Belge ->
—————

Gündemde şeref tartışmalarının revaçta olduğunu izlediğini ve ipe sapa gelmez yorumları, mesnetsiz sözlerle açıklamaları da ibretle takip ettiğini belirten Bahçeli, şerefi herkesin bildiğini, bilmenin bir şeye sahip bulunduğunun delili olmadığını ifade etti.
Bahçeli, şerefli olmayı manevi bir mükafat ve insan varlığının beyannamesi şeklinde nitelendirdi. Bahçeli, hayatta haklı ve meşru bir amacı, müdafaa edeceği değerleri bulunan herkes için şerefin vazgeçilmez bir nimetin doyumsuz lezzeti olduğuna dikkati çekti.
“Şeref, kendimize ve çevremize duyduğumuz saygının vicdan, ruh ve münasebette somutlaşmış ve nüfus etmiş insani hal özetidir” ifadelerine yer veren Bahçeli, şöhretin ve şeref arasında fark bulunduğunu vurguladı.
Şöhretin maddi imkanlarla ilgiliyken, şerefin maneviyatın bayraklaşmış simgesi niteliğini taşıdığını kaydeden Bahçeli, şu açıklamalarda bulundu:
“Onurla çatallaşan bir hayatın, bencilleşen donuklaşan hissizleşen, milli ve manevi meselelere yabancılaşan bir ömrün şeref sayfası kapalıdır. Gözyaşlarıyla şehit cenazeleri her gün omuzlardayken, şehitleri hatırlama, duayla yad etme zahmetine girmeyen kim varsa şeref yoksuludur.
Sözde demokrasi ve çözüm narkozuyla ‘Silahlar sussun, 90’lara dönülmesin, eller tetikten çekilsin’ diyenler PKK’ya yataklık edenlerdir. Bir dilim ekmek bulamazken, canını bu kutlu vatan için feda eden asil yüreklerin acılarını paylaşmayıp zulme ortak olanlar şeref kaçkınıdır. Boğaza nazır mekanlara, yazlıklara, yalılara, konaklara, villalara çöreklenip PKK’ya özgürlük kılıfı giydirenler milli şereften kopanlardır. Mazlumların feryadını duymak yerine, Kandil-İmralı ve Oslo havarisi kesilerek değerlerine sırt dönenler şerefin karşı kıyısıdır. Şeref için fedakarlık yapmak yerine keyif için şerefe diyen bir avuç kaymak tabaka HDP ve PKK’nın kuyruğuna tutunmakla kaybetmişlerdir.”

—————

Veri kümesi kesiti ->
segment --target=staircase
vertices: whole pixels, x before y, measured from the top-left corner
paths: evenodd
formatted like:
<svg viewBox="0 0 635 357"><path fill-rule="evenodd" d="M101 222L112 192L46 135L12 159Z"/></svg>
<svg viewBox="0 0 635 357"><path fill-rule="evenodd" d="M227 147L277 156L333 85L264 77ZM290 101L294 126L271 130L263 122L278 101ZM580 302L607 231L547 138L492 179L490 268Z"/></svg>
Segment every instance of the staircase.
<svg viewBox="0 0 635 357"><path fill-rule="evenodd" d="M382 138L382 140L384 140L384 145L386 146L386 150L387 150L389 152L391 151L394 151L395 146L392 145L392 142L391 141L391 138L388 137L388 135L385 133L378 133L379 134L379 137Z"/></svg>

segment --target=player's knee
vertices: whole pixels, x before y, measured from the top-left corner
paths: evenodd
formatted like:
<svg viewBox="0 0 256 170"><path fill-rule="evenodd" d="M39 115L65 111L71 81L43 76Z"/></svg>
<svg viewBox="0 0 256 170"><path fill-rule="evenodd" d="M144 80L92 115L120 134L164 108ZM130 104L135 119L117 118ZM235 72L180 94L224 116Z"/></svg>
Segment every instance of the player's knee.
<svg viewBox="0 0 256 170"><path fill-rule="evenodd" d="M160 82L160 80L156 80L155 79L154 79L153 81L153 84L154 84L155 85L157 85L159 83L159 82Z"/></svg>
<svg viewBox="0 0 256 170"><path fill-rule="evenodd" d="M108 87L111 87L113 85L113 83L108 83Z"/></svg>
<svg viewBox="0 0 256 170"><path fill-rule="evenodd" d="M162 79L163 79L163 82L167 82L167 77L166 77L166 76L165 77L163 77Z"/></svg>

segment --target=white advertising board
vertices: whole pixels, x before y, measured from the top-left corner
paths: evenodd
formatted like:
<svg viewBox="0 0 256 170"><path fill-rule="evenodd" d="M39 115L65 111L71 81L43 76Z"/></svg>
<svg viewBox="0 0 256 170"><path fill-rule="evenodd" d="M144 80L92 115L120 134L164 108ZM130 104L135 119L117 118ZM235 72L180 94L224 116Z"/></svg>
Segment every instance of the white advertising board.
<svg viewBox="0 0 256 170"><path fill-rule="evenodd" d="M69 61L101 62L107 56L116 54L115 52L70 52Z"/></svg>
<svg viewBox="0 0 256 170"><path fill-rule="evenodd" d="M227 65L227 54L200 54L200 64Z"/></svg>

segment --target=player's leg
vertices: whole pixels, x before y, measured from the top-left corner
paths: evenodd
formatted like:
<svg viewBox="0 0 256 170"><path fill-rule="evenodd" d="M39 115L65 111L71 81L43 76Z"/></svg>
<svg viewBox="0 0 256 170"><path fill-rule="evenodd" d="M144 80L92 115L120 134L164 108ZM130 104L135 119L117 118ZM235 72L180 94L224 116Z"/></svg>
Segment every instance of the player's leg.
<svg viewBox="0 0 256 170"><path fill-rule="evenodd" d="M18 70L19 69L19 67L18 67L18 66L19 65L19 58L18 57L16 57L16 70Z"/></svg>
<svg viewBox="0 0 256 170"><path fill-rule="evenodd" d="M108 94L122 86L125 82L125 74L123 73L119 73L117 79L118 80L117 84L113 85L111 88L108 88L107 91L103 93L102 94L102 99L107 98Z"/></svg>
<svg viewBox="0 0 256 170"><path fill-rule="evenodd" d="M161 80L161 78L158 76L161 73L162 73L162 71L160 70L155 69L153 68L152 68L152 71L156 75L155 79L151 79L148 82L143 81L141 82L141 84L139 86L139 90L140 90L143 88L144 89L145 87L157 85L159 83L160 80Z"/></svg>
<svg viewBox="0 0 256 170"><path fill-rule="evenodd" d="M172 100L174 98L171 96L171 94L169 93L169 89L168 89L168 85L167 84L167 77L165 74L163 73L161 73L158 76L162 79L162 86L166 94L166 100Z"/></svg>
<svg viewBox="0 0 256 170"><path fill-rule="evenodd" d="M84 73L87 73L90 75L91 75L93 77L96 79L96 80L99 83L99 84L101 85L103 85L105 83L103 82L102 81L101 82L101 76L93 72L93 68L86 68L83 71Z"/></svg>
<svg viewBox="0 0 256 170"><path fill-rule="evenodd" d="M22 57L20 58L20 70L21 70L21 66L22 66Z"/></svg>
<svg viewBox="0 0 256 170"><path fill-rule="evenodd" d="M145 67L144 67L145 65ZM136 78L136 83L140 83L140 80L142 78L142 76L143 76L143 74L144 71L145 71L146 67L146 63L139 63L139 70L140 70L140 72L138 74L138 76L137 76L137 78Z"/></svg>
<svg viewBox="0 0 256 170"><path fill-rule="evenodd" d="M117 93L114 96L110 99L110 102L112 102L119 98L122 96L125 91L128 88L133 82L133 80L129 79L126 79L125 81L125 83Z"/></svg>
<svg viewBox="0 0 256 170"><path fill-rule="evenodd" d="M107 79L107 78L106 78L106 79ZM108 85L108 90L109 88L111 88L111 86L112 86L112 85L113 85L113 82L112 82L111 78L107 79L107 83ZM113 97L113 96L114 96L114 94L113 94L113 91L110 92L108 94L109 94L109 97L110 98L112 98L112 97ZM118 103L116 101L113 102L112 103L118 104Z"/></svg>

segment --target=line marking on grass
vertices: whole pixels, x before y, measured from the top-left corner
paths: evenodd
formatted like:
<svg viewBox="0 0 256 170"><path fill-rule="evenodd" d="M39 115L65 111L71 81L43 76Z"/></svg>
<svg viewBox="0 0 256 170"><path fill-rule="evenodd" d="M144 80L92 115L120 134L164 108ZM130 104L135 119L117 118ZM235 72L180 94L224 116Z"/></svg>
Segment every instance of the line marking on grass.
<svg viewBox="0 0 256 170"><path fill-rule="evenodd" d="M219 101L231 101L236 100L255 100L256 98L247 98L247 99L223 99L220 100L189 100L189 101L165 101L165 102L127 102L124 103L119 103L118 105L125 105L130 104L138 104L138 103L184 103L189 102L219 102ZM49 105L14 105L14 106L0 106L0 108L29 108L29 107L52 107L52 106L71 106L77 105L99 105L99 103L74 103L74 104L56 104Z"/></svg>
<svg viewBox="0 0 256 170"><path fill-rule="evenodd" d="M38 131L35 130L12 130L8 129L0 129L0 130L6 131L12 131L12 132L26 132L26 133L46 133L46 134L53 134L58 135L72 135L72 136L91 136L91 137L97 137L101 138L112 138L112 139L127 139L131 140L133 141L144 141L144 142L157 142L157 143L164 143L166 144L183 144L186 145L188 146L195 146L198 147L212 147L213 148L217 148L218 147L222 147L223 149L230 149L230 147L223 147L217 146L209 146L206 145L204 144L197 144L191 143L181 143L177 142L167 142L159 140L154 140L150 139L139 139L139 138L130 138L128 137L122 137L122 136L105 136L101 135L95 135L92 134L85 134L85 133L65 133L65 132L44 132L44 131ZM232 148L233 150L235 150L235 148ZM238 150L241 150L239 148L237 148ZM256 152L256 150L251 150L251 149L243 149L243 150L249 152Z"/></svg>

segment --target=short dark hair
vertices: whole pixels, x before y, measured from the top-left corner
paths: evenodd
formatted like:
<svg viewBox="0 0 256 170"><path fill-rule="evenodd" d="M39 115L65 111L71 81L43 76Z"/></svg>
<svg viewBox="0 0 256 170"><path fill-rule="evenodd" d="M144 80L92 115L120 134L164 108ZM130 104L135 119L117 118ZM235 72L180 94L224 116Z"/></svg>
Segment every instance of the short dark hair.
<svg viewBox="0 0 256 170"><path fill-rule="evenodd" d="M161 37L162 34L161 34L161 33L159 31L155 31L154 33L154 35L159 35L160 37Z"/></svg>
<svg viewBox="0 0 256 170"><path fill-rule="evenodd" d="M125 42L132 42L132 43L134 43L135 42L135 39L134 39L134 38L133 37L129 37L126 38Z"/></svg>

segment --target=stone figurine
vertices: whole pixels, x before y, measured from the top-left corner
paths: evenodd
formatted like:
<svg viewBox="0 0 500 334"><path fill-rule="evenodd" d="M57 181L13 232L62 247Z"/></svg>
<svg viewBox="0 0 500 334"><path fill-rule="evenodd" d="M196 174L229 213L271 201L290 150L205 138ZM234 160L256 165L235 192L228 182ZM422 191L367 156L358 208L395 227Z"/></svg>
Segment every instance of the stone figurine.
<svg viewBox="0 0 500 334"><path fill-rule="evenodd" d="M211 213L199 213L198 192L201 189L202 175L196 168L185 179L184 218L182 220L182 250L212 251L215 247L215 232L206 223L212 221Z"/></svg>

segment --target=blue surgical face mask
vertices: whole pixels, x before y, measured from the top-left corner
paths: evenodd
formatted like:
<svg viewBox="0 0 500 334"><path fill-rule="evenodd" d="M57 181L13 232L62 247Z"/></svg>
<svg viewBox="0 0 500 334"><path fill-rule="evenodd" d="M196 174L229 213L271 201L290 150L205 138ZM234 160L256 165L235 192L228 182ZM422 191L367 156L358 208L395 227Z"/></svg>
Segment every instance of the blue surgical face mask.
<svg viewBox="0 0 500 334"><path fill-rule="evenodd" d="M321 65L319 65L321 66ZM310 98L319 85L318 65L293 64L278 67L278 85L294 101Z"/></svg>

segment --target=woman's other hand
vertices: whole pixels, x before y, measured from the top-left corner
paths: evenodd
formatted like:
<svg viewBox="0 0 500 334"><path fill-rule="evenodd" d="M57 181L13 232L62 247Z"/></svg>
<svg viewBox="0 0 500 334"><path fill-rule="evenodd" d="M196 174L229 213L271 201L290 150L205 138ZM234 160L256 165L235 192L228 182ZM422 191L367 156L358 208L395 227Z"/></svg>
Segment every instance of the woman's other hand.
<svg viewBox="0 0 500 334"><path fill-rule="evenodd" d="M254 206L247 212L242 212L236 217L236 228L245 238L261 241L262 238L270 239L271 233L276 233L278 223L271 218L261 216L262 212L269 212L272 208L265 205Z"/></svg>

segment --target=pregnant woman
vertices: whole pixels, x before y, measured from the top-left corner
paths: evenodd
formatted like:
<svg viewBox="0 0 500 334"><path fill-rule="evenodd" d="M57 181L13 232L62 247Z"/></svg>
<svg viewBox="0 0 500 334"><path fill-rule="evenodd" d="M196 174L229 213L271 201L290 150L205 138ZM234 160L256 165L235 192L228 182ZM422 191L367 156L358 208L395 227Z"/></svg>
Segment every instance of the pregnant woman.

—————

Yönergeler ->
1 – Şeref konulu belgeye göre aşağıdaki ifadelerin her biri doğru mu? Her biri için evet ya da hayır deyin ve karar veren sözleri belgeden aynen alıntılayın. (a) Bahçeli'ye göre şöhret maddi imkânlarla ilgilidir. (b) Bahçeli, şerefi herkesin bilmediğini söyledi. (c) Bahçeli, şerefli olmayı manevi bir mükâfat olarak niteledi.
2 – Bahçeli'nin şeref üzerine açıklamalarını aktaran belgeyi, son cümlesinden sonrasını yazarak sürdürün.

Cevaplar ->
1 –
(a) Evet: “Şöhretin maddi imkanlarla ilgiliyken”
(b) Hayır: “şerefi herkesin bildiğini”
(c) Evet: “şerefli olmayı manevi bir mükafat ve insan varlığının beyannamesi şeklinde nitelendirdi”

2 –
Şerefin yanlışa direnmeyi, hakkın ve hakikatin yanında yer almayı ifade ettiğini belirten Bahçeli, bohem tavırların, bozuk fıtratların ve basit heveslerin şerefle bağdaşmayacağını vurguladı. Bahçeli şunları belirtti:
“Şerefi olan için bayrak namus, vatan sevda, millet mukaddes bir emanet, ecdat el üstünde tutulması gereken hatıralar toplamının eseridir. Hırsıza hırsız demekten korkmamak ne kadar zorunluysa, şerefsize şerefsiz demek o kadar yüksek ve milli bir sorumluluktur. Şahsen bu sorumluluğu yerine getirmenin huzurunu yaşıyorum.
Şeref bir isim değil, bir kıymettir. Bu kıymeti ne akili anlar, ne kötü adamı bilir, ne de yattığı yerden Kandil özlemi çekenler anlar. Bakın, bugün dört şehit verdik. Dört eve ateş düştü, dört ocak karalar bağladı. Katillere ve destekçilerine şerefsiz demeyelim de ne diyelim? Kan döken, uyuyan evlatlarımıza kurşun sıkan, eşinin ve çocuğunun yanında askerlerimizi katledene tek kelimeyle ‘şerefsiz’ denir. Aziz şehitlerimize rahmet niyaz ediyorum, kederli ailelerine ve milletimize başsağlığı diliyorum. Son olsun istiyorum ama cani boş durmaz ki. Biraz daha sabredin, biraz daha bekleyin, umutlu yarınlar önümüzdedir. Büyük ozanımız Yunus ne güzel de söylemiş, (Sabır gözetsin devlet dileyenler, bil ki Hak, sabredenlerle beraber. Sabırla halin güzel olur gayet, gelir sabreden Hak’tan inayet.)”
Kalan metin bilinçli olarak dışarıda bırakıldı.